▶ **WORK INSTRUCTIONS**: Once you have read the listing, output it exactly and completely.

"""

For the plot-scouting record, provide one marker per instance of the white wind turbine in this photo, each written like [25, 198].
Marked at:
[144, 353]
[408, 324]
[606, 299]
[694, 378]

"""

▶ **TASK RESPONSE**:
For the plot-scouting record, provide one marker per instance of the white wind turbine in this photo, each written like [25, 198].
Marked at:
[144, 353]
[408, 324]
[606, 299]
[694, 378]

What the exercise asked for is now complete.